Aim of the exercise:
Reproduce word for word the lines in the items below, from the line holding "May I ask you to find the brown" through the line holding "[[307, 188, 330, 193], [0, 179, 132, 189]]", both ends included.
___ Supplied data
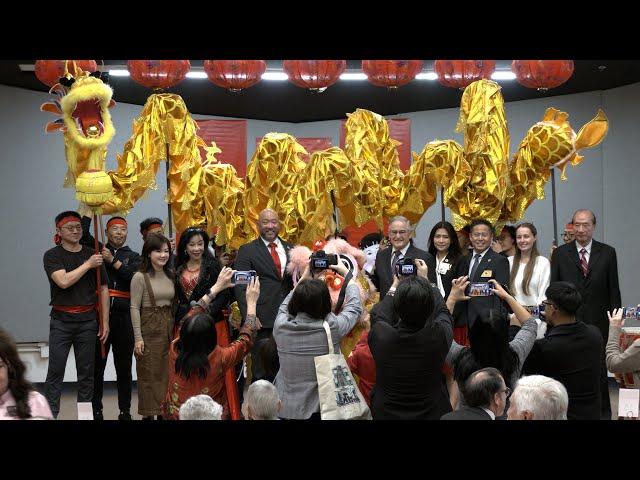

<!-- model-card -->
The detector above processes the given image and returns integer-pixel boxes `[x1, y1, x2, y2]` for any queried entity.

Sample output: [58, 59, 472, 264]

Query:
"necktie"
[469, 253, 482, 282]
[269, 242, 282, 277]
[391, 250, 402, 277]
[580, 248, 589, 277]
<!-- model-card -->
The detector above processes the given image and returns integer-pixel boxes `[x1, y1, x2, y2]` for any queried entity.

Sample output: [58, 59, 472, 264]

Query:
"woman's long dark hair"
[140, 233, 174, 280]
[509, 223, 540, 295]
[427, 222, 462, 263]
[176, 227, 214, 272]
[176, 313, 218, 380]
[453, 309, 519, 387]
[0, 328, 35, 418]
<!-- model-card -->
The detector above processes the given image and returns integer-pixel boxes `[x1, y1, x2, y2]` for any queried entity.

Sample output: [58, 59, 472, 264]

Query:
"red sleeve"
[218, 327, 253, 370]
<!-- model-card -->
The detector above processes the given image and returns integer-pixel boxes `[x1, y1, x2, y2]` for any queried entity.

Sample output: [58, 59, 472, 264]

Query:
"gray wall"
[0, 84, 640, 342]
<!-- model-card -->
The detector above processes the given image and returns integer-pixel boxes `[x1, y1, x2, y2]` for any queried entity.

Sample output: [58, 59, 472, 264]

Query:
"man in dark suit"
[371, 216, 436, 298]
[440, 367, 510, 420]
[453, 219, 509, 328]
[551, 210, 622, 419]
[234, 208, 293, 381]
[522, 282, 611, 420]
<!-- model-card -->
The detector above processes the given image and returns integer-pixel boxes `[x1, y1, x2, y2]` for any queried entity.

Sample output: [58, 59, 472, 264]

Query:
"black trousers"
[44, 317, 98, 418]
[93, 311, 134, 412]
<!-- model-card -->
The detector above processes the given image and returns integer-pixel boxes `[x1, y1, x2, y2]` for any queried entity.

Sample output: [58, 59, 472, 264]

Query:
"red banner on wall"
[256, 137, 332, 162]
[340, 118, 411, 172]
[196, 120, 247, 178]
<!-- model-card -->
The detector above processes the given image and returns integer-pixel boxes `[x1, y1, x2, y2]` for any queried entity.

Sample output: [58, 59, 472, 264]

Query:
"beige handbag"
[313, 321, 371, 420]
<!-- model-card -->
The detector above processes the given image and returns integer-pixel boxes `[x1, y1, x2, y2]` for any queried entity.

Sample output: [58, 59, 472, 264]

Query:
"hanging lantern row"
[433, 60, 496, 89]
[204, 60, 267, 92]
[511, 60, 573, 92]
[35, 60, 574, 92]
[282, 60, 347, 93]
[362, 60, 424, 89]
[127, 60, 191, 89]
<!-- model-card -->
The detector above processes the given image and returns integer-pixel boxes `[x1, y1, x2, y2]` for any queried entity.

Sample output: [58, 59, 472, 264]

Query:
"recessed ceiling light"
[262, 72, 289, 81]
[416, 72, 438, 80]
[187, 72, 207, 78]
[109, 70, 129, 77]
[340, 72, 367, 80]
[491, 71, 516, 80]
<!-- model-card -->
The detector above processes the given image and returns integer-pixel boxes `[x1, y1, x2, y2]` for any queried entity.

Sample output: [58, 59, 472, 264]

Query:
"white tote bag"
[313, 321, 371, 420]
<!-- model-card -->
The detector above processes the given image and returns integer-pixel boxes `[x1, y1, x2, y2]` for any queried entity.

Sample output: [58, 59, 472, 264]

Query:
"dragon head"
[60, 72, 115, 150]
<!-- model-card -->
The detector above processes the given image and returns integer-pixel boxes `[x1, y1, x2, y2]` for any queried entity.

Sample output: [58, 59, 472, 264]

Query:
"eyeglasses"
[60, 225, 82, 232]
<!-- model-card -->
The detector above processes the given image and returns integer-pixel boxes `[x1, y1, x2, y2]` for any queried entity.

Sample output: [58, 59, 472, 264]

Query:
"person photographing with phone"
[369, 257, 453, 420]
[273, 258, 363, 420]
[164, 274, 261, 420]
[175, 228, 231, 328]
[447, 276, 537, 416]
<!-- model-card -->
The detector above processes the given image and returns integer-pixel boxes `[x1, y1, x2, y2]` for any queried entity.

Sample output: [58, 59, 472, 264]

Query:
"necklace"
[186, 264, 200, 273]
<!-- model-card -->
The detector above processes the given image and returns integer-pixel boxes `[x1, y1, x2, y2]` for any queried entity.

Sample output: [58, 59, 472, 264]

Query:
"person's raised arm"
[489, 279, 531, 325]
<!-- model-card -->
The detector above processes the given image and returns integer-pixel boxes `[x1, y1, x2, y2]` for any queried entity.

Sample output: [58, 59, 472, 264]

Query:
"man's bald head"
[258, 208, 280, 242]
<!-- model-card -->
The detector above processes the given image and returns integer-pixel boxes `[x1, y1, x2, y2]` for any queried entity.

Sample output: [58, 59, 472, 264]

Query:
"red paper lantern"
[35, 60, 98, 87]
[511, 60, 573, 91]
[433, 60, 496, 89]
[204, 60, 267, 92]
[282, 60, 347, 92]
[362, 60, 424, 88]
[127, 60, 191, 89]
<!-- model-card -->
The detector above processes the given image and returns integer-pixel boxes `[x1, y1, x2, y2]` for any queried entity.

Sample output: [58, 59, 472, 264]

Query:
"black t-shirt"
[43, 245, 108, 322]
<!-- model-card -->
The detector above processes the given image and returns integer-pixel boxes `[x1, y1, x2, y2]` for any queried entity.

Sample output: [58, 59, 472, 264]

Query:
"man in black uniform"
[43, 211, 109, 418]
[83, 217, 141, 420]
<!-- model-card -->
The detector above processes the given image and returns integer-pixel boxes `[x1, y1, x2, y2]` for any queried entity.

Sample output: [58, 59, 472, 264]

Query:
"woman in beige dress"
[131, 234, 175, 420]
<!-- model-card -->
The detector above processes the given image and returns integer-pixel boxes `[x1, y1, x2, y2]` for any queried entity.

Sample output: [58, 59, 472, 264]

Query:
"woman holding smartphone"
[175, 228, 231, 328]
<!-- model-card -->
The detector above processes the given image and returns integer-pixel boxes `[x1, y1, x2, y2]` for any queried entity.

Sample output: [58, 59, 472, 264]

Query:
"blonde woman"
[509, 223, 551, 337]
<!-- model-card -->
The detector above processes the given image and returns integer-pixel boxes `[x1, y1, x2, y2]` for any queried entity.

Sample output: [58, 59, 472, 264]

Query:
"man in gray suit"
[371, 216, 436, 298]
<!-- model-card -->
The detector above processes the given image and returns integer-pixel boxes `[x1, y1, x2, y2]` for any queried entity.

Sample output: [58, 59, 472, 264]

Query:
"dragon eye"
[58, 77, 76, 87]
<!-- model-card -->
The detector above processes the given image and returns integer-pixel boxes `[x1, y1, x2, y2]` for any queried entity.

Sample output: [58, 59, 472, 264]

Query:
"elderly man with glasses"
[441, 367, 511, 420]
[453, 218, 509, 345]
[43, 211, 109, 418]
[371, 216, 436, 299]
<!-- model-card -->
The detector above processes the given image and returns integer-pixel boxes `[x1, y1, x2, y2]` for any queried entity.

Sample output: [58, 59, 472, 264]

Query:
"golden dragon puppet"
[41, 68, 608, 248]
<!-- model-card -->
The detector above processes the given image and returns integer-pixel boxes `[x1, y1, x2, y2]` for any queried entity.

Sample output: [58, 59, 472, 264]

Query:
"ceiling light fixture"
[340, 72, 367, 80]
[109, 69, 129, 77]
[416, 72, 438, 80]
[262, 71, 289, 81]
[187, 71, 207, 78]
[491, 70, 516, 80]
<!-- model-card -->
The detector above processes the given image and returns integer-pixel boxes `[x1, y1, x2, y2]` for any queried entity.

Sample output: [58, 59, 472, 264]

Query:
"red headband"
[56, 216, 80, 228]
[107, 218, 127, 230]
[144, 223, 162, 235]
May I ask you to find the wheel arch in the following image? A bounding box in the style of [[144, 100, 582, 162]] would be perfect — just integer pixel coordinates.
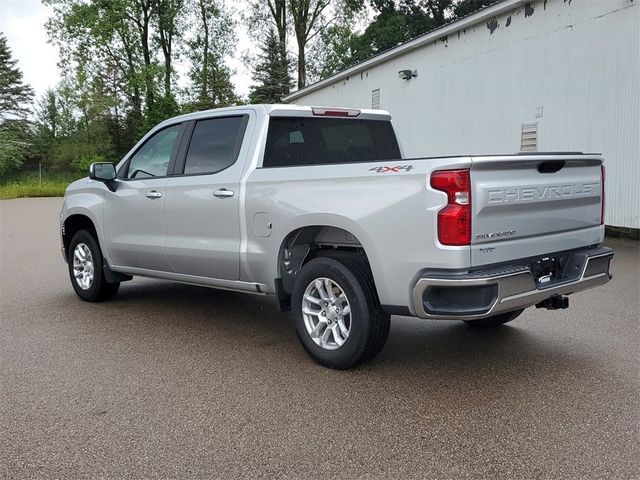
[[62, 213, 100, 258], [276, 221, 381, 310]]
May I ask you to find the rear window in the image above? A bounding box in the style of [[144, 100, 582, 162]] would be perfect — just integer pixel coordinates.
[[263, 117, 400, 167]]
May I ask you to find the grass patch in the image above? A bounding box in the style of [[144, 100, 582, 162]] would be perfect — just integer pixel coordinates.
[[0, 172, 84, 200]]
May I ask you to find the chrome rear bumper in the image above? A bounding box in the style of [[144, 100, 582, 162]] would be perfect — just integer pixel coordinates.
[[412, 247, 613, 320]]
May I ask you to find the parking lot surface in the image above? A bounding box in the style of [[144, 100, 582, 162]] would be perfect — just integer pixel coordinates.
[[0, 199, 640, 479]]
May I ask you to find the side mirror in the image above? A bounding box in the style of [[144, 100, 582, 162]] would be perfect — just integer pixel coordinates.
[[89, 162, 117, 192], [89, 162, 116, 182]]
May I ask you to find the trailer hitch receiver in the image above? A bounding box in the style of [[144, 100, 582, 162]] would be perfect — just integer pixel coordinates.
[[536, 294, 569, 310]]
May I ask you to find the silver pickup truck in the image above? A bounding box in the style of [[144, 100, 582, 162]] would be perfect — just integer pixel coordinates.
[[60, 105, 613, 368]]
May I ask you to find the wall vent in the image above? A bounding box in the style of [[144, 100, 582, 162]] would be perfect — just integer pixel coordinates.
[[520, 122, 538, 152], [371, 88, 380, 109]]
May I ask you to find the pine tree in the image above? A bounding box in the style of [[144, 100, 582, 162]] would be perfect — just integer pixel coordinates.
[[0, 33, 33, 118], [249, 29, 293, 103]]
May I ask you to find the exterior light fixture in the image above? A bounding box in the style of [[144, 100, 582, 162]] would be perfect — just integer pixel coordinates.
[[398, 70, 418, 80]]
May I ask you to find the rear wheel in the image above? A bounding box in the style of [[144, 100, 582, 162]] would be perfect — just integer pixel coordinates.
[[292, 257, 389, 369], [464, 309, 524, 328], [67, 230, 120, 302]]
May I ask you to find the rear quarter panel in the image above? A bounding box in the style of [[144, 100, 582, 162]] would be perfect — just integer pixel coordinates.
[[244, 157, 471, 305]]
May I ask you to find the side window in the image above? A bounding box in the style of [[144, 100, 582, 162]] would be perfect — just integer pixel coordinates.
[[127, 125, 182, 178], [184, 115, 247, 175]]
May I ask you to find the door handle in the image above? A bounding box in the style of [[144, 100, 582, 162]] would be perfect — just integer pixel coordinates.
[[144, 190, 162, 200], [213, 188, 233, 198]]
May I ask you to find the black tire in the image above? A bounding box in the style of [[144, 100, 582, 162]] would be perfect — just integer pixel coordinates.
[[291, 256, 390, 369], [67, 230, 120, 302], [464, 309, 524, 328]]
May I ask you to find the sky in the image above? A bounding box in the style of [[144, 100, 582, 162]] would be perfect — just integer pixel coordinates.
[[0, 0, 252, 101]]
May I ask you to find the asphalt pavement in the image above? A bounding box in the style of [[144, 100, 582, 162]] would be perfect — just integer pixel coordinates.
[[0, 198, 640, 479]]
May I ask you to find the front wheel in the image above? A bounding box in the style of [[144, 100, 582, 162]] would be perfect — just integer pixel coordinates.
[[292, 257, 390, 369], [67, 230, 120, 302], [464, 309, 524, 328]]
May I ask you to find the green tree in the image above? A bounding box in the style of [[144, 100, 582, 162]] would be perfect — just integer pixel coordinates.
[[0, 33, 33, 176], [0, 33, 33, 118], [187, 0, 239, 110], [249, 28, 293, 103]]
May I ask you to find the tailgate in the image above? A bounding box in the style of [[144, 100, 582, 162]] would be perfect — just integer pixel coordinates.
[[471, 154, 604, 266]]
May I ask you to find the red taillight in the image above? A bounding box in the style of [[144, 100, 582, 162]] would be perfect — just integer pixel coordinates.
[[431, 170, 471, 245], [600, 165, 605, 225]]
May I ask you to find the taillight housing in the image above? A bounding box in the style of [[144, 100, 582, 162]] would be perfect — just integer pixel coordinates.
[[600, 165, 606, 225], [431, 170, 471, 246]]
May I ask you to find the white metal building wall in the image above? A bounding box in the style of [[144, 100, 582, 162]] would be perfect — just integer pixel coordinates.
[[290, 0, 640, 228]]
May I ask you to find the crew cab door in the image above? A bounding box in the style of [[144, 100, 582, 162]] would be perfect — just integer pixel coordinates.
[[103, 124, 184, 272], [165, 111, 250, 280]]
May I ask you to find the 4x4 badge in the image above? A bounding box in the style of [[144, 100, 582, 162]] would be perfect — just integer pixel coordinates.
[[369, 165, 413, 173]]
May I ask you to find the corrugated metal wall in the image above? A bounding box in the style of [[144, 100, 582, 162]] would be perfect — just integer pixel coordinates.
[[293, 0, 640, 228]]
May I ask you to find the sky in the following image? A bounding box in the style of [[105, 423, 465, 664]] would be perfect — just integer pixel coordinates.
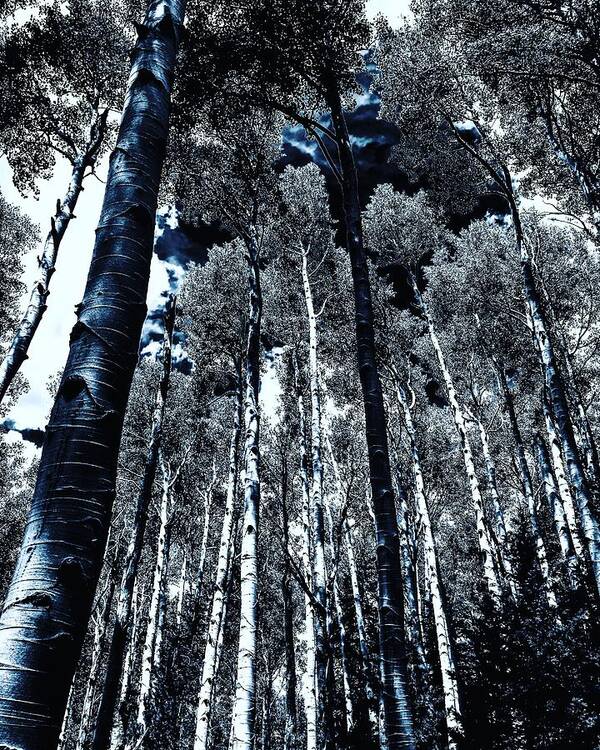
[[0, 0, 410, 438]]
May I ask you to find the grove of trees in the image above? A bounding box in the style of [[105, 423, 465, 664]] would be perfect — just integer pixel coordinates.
[[0, 0, 600, 750]]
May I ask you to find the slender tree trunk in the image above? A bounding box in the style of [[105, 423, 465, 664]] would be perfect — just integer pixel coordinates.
[[194, 388, 242, 750], [110, 578, 143, 750], [233, 227, 262, 750], [411, 277, 500, 599], [473, 408, 517, 601], [136, 463, 172, 738], [543, 399, 586, 562], [396, 383, 464, 750], [56, 674, 77, 750], [0, 0, 184, 750], [535, 435, 579, 589], [396, 470, 429, 675], [344, 519, 377, 731], [325, 496, 354, 735], [0, 109, 108, 402], [175, 549, 187, 629], [302, 252, 336, 750], [194, 462, 217, 607], [75, 566, 115, 750], [509, 196, 600, 593], [281, 457, 298, 750], [498, 365, 557, 609], [92, 298, 176, 750], [294, 360, 318, 750], [325, 433, 377, 734], [327, 77, 415, 750]]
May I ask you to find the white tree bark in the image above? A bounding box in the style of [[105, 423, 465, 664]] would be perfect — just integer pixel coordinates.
[[543, 400, 597, 564], [498, 374, 558, 609], [325, 495, 354, 735], [344, 519, 377, 729], [294, 356, 318, 750], [0, 109, 108, 402], [471, 408, 517, 601], [535, 435, 579, 589], [511, 210, 600, 593], [194, 390, 242, 750], [109, 578, 143, 750], [136, 461, 172, 737], [396, 382, 463, 750], [302, 250, 334, 746], [175, 550, 187, 628], [411, 277, 500, 599], [75, 569, 115, 750], [233, 230, 262, 750]]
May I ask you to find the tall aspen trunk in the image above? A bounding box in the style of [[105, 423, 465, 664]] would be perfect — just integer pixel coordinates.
[[498, 365, 557, 609], [396, 470, 429, 675], [344, 520, 377, 731], [0, 109, 108, 402], [0, 0, 185, 750], [136, 463, 172, 739], [396, 383, 464, 750], [325, 433, 377, 733], [194, 388, 242, 750], [302, 252, 338, 750], [294, 359, 318, 750], [325, 496, 354, 735], [110, 578, 143, 750], [56, 674, 77, 750], [233, 227, 262, 750], [91, 298, 176, 750], [75, 568, 116, 750], [560, 340, 600, 494], [193, 461, 217, 612], [175, 549, 187, 628], [281, 457, 298, 750], [473, 408, 517, 601], [535, 435, 579, 589], [325, 76, 415, 750], [411, 274, 500, 599], [509, 195, 600, 593], [543, 399, 586, 562]]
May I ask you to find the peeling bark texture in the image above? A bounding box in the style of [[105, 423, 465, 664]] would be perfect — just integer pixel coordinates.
[[474, 408, 517, 602], [543, 399, 600, 591], [396, 462, 428, 675], [92, 297, 176, 750], [281, 459, 298, 750], [344, 519, 377, 733], [0, 0, 184, 750], [325, 496, 354, 736], [294, 358, 318, 750], [232, 227, 262, 750], [302, 252, 337, 750], [0, 109, 108, 402], [509, 196, 600, 594], [411, 276, 500, 600], [110, 578, 143, 750], [498, 365, 558, 609], [175, 549, 187, 628], [543, 399, 586, 562], [136, 462, 172, 739], [194, 388, 242, 750], [75, 555, 116, 750], [326, 80, 415, 750], [396, 383, 464, 750], [535, 435, 580, 589]]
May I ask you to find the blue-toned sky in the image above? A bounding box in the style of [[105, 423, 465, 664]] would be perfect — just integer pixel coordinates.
[[0, 0, 410, 428]]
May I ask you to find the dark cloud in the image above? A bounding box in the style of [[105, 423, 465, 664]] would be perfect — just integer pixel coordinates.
[[0, 417, 45, 448], [154, 214, 230, 268]]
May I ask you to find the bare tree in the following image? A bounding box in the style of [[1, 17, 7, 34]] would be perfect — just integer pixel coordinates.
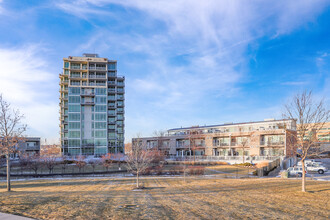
[[241, 137, 249, 163], [188, 129, 205, 161], [126, 138, 154, 188], [153, 130, 166, 150], [61, 155, 70, 173], [41, 145, 58, 174], [284, 91, 330, 192], [101, 153, 114, 172], [88, 160, 100, 173], [27, 154, 42, 175], [0, 94, 26, 191], [75, 155, 86, 173]]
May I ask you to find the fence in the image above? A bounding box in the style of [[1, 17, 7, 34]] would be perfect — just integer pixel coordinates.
[[257, 158, 281, 177], [166, 156, 281, 162], [0, 163, 127, 177]]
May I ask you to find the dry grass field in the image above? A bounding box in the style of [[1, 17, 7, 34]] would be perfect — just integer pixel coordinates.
[[0, 177, 330, 219]]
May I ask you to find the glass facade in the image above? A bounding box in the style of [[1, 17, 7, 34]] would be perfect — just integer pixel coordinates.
[[60, 54, 124, 156]]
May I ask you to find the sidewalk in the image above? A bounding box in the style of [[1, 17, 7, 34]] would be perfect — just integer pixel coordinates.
[[0, 212, 32, 220]]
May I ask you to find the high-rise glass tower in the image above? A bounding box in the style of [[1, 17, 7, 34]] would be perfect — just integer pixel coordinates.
[[60, 54, 125, 156]]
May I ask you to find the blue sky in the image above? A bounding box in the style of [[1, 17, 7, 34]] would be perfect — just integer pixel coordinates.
[[0, 0, 330, 143]]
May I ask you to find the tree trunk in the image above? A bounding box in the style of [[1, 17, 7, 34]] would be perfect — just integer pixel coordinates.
[[243, 147, 245, 163], [301, 159, 306, 192], [7, 154, 11, 192]]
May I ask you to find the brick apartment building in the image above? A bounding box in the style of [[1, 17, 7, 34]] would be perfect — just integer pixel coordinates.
[[132, 119, 296, 156]]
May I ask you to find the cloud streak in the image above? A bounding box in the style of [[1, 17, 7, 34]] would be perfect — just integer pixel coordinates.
[[0, 44, 59, 142]]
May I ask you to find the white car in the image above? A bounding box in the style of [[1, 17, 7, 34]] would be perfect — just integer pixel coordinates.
[[306, 163, 328, 174], [297, 159, 323, 166], [287, 166, 307, 177]]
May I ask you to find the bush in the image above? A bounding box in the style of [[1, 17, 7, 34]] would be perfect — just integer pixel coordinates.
[[188, 166, 205, 175], [236, 162, 253, 167], [61, 160, 75, 164]]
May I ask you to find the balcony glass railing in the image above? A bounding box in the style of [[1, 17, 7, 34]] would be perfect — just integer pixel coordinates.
[[89, 66, 106, 70]]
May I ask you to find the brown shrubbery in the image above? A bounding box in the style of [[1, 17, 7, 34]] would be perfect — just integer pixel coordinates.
[[256, 161, 269, 168], [188, 166, 205, 175], [168, 161, 228, 165]]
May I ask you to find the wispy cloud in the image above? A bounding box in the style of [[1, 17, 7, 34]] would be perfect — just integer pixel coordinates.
[[0, 44, 59, 144], [52, 0, 329, 141]]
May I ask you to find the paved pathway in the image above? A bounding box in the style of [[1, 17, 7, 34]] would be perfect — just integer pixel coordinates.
[[0, 212, 32, 220]]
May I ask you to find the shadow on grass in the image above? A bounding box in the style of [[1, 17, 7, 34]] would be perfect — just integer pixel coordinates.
[[307, 188, 330, 193], [0, 179, 132, 189]]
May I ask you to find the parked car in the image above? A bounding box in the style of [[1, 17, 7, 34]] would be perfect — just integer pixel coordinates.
[[287, 166, 307, 177], [297, 159, 323, 166], [306, 163, 328, 174]]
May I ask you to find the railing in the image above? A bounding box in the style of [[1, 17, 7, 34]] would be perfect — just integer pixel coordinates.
[[70, 66, 81, 70], [260, 141, 284, 145], [81, 92, 95, 96], [89, 66, 106, 70], [81, 102, 95, 105], [88, 75, 107, 79], [166, 156, 281, 161]]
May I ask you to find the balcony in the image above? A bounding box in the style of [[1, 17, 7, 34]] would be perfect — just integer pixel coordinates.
[[260, 141, 284, 146], [70, 74, 81, 79], [88, 75, 107, 79], [80, 102, 95, 105], [80, 92, 95, 97], [89, 66, 107, 70], [60, 88, 68, 92]]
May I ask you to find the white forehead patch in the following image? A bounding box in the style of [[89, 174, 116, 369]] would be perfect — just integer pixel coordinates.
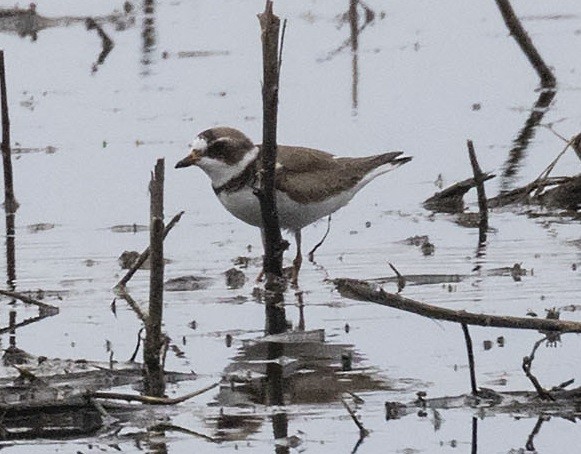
[[191, 136, 208, 151]]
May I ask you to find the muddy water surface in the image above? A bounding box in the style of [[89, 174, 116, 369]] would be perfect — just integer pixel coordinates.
[[0, 0, 581, 453]]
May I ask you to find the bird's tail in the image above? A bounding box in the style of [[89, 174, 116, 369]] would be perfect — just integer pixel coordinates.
[[359, 151, 412, 187]]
______
Reply to the exercise:
May I ask you to find the brown shrubbery in the image above? A bounding box in the style of [[1, 17, 7, 34]] would be perfect — just integer pixel coordinates.
[[256, 161, 269, 168], [188, 166, 205, 175], [168, 161, 228, 165]]
May I ask you to find the wispy cloud in the image above? A bounding box in the style of [[1, 17, 7, 34]] would be perfect — just integer pixel coordinates.
[[0, 44, 59, 144], [52, 0, 329, 141]]
May I ask you to find the paved pathway in the image above? A bounding box in the style of [[1, 17, 7, 34]] would be perfect — just integer pixel coordinates.
[[0, 212, 32, 220]]
May I ask you to find the shadow on grass in the image above? A bounding box in the style of [[1, 17, 7, 34]] would be perfect — just integer pixel coordinates.
[[307, 188, 330, 193], [0, 179, 132, 189]]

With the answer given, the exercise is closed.